ARBEITSAUFTRAG: Gib aus dem Textauszug über Pauschalurlaub die Passage von „Was dran sein“ bis „Pauschalurlaub dem Paradies.“ wortgetreu aus.

TEXTAUSZUG:
Längst hat der gesellschaftliche Optimierungswahn den Urlaub erreicht. Trekking durch Südkasachstan, Weltreise mit 15 Zwischenstopps oder Ayurverda-Retreat auf Sri Lanka - wer nicht das Maximum rausholt aus seinen freien Tagen, muss damit rechnen, dass die Kollegen und Bekannten mitleidig schauen und "Dann trotzdem viel Spaß..." wünschen.
Dabei sind gerade die unterschätzten Urlaubsformen oft die schönsten. Allein schon, weil sie nicht mit Erwartungen überfrachtet werden. Eine Ehrenrettung:
All-Inclusive-Pauschalurlaub
Was die anderen denken
Zwei Wochen in einer seelenlosen Bettenburg mit Animationsprogramm und Plastikarmbändchen? Für mich wäre das ja Horror.
Was dran sein könnte
Der "Ich bin ja ach so individuell"-Reisende wird hier natürlich nicht glücklich. Und von Land und Leuten bekommen Pauschalurlauber sicher nicht besonders viel mit, wenn sie zwischen Hotelzimmer, Speisesaal und Pool-Liege pendeln.
Warum es trotzdem super wird
Weil man sich um nichts, aber auch gar nichts kümmern muss! Ferien bei den Mainzelmännchen quasi: Regelmäßig türmen sich Essensberge auf den Buffettischen, das Bett macht sich wie von selbst, frische Handtücher und ein geputztes Bad, ohne auch nur einen Finger zu krümmen. Gerade für Menschen, die sich daheim den lieben langen Tag um nichts anderes kümmern als sich zu kümmern, gleicht ein Pauschalurlaub dem Paradies.
Und auch das Hirn kann dank Inklusiv-Paket einmal ganz heruntergefahren werden. Weder ans Portemonnaie noch an den Stadtplan muss man mehr denken, keine fremdsprachigen Speisekarten entziffern, keine Fahrpläne studieren.
Besonders schön ist es ...
... sich im Urlaub einfach mal nur auf eines zu konzentrieren: die Erholung. Frei von Sorgen und Pflichten in den Tag hineinzuleben - das ist pures Prinzessinnen-Gefühl. Sollen die Individual-Urlauber doch ihren schweren Rucksack durch abgelegene Ortschaften schleppen. Sollen sie doch auf der Suche nach einem garantiert traditionellen Restaurant hungern (oder dann doch wieder bei McDonalds landen). Sollen sie sich doch zoffen, wer die schrammelige Airbnb-Unterkunft ausgesucht hat und wer sich ("einfach der Nase nach") im staubigen Nirgendwo verirrt hat. Spätestens am Flughafen sieht man sich dann wieder - und wer dann entspannter zurückkommt, ist ja wohl klar.

BEREITGESTELLTE DATEN:

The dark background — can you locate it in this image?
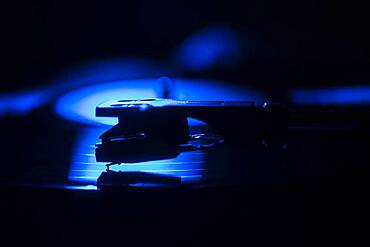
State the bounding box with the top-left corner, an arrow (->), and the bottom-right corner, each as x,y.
0,0 -> 370,246
0,0 -> 370,95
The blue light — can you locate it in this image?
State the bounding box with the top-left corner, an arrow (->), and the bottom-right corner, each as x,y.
0,90 -> 50,116
55,78 -> 264,125
291,86 -> 370,105
175,26 -> 241,70
68,128 -> 204,189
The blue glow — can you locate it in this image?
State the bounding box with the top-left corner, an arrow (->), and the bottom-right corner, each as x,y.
0,58 -> 174,116
55,79 -> 264,125
0,90 -> 50,116
176,26 -> 241,70
69,128 -> 204,189
291,86 -> 370,105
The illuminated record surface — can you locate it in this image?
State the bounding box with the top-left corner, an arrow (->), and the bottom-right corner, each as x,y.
55,78 -> 265,189
69,125 -> 210,189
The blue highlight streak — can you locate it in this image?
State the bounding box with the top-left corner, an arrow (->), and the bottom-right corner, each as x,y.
291,86 -> 370,105
55,78 -> 264,125
68,128 -> 204,189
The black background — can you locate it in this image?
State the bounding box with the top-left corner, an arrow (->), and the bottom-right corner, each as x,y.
0,0 -> 370,94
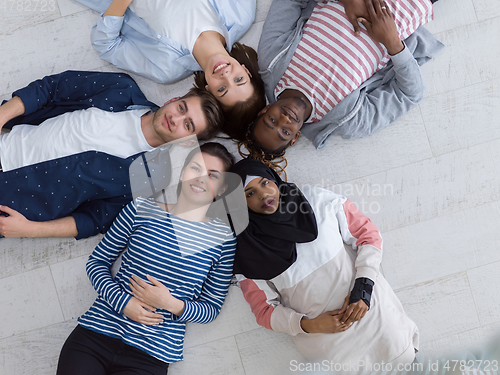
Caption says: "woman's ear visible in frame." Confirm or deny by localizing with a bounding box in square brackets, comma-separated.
[241, 64, 252, 78]
[257, 104, 271, 116]
[217, 184, 229, 197]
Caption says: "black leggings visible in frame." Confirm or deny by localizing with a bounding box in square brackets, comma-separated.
[57, 325, 168, 375]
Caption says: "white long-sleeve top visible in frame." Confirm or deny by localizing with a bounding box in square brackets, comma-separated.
[237, 187, 418, 365]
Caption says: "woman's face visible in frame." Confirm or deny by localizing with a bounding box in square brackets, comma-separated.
[181, 152, 227, 205]
[245, 177, 280, 215]
[203, 54, 254, 107]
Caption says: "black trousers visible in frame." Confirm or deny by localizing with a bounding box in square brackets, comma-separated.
[57, 325, 168, 375]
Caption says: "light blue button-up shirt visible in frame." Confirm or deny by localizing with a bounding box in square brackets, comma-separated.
[77, 0, 256, 83]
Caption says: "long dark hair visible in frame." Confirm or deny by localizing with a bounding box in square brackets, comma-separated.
[194, 43, 266, 141]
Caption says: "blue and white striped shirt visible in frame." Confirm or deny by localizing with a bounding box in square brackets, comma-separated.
[78, 198, 236, 363]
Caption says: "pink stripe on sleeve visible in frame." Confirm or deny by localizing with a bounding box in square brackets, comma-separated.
[342, 199, 382, 249]
[240, 279, 274, 330]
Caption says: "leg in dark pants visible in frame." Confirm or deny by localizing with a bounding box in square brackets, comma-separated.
[57, 325, 168, 375]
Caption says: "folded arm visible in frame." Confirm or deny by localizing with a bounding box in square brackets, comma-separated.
[0, 206, 78, 238]
[91, 9, 172, 83]
[173, 233, 236, 323]
[236, 275, 350, 336]
[0, 197, 130, 240]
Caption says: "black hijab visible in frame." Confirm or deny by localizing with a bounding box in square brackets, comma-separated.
[231, 159, 318, 280]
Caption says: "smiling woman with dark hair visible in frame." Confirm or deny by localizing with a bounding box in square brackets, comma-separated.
[78, 0, 266, 137]
[232, 159, 418, 374]
[57, 143, 236, 375]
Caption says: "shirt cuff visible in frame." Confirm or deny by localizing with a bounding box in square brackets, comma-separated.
[172, 299, 195, 323]
[70, 212, 100, 240]
[113, 292, 132, 315]
[12, 87, 39, 116]
[391, 42, 413, 66]
[96, 13, 125, 35]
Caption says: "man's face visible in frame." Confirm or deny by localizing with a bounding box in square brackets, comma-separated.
[153, 96, 207, 143]
[253, 97, 306, 151]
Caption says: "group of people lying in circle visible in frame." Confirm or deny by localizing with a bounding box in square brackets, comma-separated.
[0, 0, 443, 375]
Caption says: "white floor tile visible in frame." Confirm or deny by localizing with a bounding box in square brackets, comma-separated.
[472, 0, 500, 21]
[0, 0, 61, 37]
[467, 261, 500, 326]
[0, 235, 102, 278]
[184, 286, 259, 348]
[168, 337, 245, 375]
[0, 321, 77, 375]
[382, 202, 500, 291]
[57, 0, 87, 17]
[50, 255, 97, 320]
[422, 18, 500, 96]
[0, 267, 64, 338]
[396, 272, 480, 348]
[236, 328, 306, 375]
[0, 0, 500, 375]
[425, 0, 477, 34]
[420, 79, 500, 155]
[286, 108, 432, 188]
[343, 137, 500, 234]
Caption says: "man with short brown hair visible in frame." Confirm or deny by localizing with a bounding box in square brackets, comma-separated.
[0, 71, 222, 239]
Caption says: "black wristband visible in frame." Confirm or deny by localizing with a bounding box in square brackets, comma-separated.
[349, 277, 375, 308]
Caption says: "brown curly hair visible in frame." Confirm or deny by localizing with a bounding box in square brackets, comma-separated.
[194, 43, 266, 141]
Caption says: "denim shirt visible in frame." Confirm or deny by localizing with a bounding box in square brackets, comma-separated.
[77, 0, 256, 83]
[258, 0, 444, 149]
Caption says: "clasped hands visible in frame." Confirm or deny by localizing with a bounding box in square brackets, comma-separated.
[300, 294, 369, 333]
[123, 275, 184, 325]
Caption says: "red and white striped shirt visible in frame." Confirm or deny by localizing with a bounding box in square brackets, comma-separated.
[275, 0, 433, 122]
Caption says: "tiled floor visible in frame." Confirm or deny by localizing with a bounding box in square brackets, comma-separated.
[0, 0, 500, 375]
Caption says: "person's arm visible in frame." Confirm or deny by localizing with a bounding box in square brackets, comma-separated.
[71, 195, 132, 240]
[0, 206, 78, 238]
[0, 96, 25, 130]
[334, 0, 425, 138]
[130, 233, 236, 323]
[335, 199, 382, 324]
[171, 232, 236, 323]
[91, 0, 173, 83]
[86, 202, 163, 325]
[236, 275, 350, 336]
[257, 0, 316, 70]
[0, 196, 131, 240]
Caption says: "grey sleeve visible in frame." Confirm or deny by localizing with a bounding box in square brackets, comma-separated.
[333, 46, 425, 138]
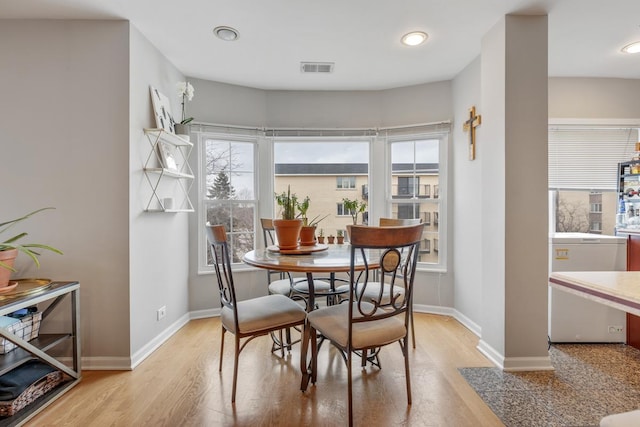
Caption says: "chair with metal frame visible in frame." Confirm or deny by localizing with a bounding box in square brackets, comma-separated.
[352, 218, 422, 350]
[205, 224, 306, 402]
[301, 224, 424, 426]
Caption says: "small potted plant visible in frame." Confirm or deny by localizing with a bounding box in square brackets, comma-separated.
[342, 198, 367, 225]
[175, 82, 194, 140]
[0, 208, 62, 289]
[297, 196, 329, 246]
[273, 186, 302, 250]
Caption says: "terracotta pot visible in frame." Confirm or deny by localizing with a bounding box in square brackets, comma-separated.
[300, 225, 316, 246]
[0, 249, 18, 288]
[273, 219, 302, 249]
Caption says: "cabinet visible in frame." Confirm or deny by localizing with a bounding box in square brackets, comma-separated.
[144, 129, 194, 212]
[0, 282, 81, 426]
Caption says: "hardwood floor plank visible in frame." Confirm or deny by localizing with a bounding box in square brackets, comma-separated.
[27, 313, 503, 427]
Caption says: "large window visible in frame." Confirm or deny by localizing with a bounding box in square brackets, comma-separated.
[387, 133, 448, 268]
[549, 125, 638, 235]
[273, 136, 372, 236]
[200, 134, 257, 265]
[196, 124, 449, 271]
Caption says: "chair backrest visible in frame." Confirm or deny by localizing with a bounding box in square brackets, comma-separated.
[378, 218, 422, 227]
[205, 224, 238, 325]
[347, 224, 424, 323]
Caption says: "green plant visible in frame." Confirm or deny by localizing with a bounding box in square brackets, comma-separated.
[275, 186, 298, 219]
[342, 198, 367, 225]
[176, 82, 195, 125]
[0, 208, 62, 272]
[296, 196, 329, 227]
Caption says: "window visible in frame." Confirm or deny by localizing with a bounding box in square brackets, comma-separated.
[273, 139, 372, 236]
[336, 176, 356, 188]
[198, 123, 449, 271]
[199, 133, 257, 269]
[549, 124, 638, 235]
[383, 124, 449, 268]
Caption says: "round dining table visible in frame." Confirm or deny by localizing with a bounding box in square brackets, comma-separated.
[242, 244, 379, 390]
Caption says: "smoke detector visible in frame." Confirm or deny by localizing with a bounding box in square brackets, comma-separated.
[300, 62, 335, 73]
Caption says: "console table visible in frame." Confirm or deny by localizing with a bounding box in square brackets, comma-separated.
[0, 282, 81, 426]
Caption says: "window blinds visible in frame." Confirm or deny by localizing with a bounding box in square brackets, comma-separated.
[549, 126, 638, 191]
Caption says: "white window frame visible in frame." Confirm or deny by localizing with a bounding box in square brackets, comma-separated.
[192, 126, 262, 274]
[380, 122, 451, 272]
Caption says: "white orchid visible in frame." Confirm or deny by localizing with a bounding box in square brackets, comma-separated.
[176, 82, 195, 125]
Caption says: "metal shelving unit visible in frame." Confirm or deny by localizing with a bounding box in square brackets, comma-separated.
[144, 128, 194, 212]
[0, 282, 82, 426]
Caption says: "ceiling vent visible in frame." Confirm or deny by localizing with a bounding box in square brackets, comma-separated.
[300, 62, 334, 73]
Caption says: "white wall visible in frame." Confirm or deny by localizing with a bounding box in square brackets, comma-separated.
[0, 20, 129, 358]
[129, 26, 190, 366]
[188, 79, 453, 313]
[549, 75, 640, 119]
[449, 57, 487, 334]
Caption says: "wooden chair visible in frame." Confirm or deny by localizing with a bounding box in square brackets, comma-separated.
[205, 224, 306, 403]
[363, 218, 422, 348]
[301, 224, 423, 426]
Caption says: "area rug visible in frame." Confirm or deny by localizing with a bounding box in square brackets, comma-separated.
[459, 344, 640, 427]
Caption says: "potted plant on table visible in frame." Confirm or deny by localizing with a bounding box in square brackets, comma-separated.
[342, 198, 367, 225]
[0, 208, 62, 290]
[273, 186, 302, 249]
[297, 196, 329, 246]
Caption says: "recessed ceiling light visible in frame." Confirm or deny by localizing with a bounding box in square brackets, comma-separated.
[213, 26, 240, 42]
[622, 42, 640, 53]
[401, 31, 428, 46]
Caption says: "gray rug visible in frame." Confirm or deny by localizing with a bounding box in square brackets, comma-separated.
[459, 344, 640, 427]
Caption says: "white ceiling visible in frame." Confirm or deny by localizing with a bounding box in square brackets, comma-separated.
[0, 0, 640, 90]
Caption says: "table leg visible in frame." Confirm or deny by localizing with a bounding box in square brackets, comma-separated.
[300, 273, 318, 391]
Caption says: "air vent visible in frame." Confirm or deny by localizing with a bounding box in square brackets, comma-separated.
[300, 62, 334, 73]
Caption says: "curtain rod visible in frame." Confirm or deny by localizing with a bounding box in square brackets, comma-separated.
[193, 120, 451, 132]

ERGEBNIS:
Was dran sein könnte
Der "Ich bin ja ach so individuell"-Reisende wird hier natürlich nicht glücklich. Und von Land und Leuten bekommen Pauschalurlauber sicher nicht besonders viel mit, wenn sie zwischen Hotelzimmer, Speisesaal und Pool-Liege pendeln.
Warum es trotzdem super wird
Weil man sich um nichts, aber auch gar nichts kümmern muss! Ferien bei den Mainzelmännchen quasi: Regelmäßig türmen sich Essensberge auf den Buffettischen, das Bett macht sich wie von selbst, frische Handtücher und ein geputztes Bad, ohne auch nur einen Finger zu krümmen. Gerade für Menschen, die sich daheim den lieben langen Tag um nichts anderes kümmern als sich zu kümmern, gleicht ein Pauschalurlaub dem Paradies.